[Region pointing data]
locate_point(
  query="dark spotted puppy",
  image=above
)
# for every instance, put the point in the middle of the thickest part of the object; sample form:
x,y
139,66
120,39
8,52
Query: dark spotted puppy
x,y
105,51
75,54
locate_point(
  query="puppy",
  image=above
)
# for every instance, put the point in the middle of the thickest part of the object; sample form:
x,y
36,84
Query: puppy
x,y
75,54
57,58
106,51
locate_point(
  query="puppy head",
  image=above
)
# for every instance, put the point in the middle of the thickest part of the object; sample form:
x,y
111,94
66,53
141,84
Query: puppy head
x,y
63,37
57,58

The task |
Take the entries above and transcribe them exactly as they stand.

Solution to this problem |
locate_point(
  query="dark spotted puppy",
  image=above
)
# for every instance, put the point in the middle of the thickest part of the object; sample form:
x,y
139,66
120,39
8,52
Query: dark spotted puppy
x,y
105,51
75,54
locate_point(
  query="puppy",
  image=above
)
# for every instance, put the point in the middle of the thickest part of the object; sample form:
x,y
36,84
Query: puppy
x,y
75,54
57,58
106,51
locate_point(
  query="puppy head",
  image=above
)
# for every instance, put the point in the middle of the thickest part of the object; sample form:
x,y
111,94
66,53
141,84
Query: puppy head
x,y
63,37
57,58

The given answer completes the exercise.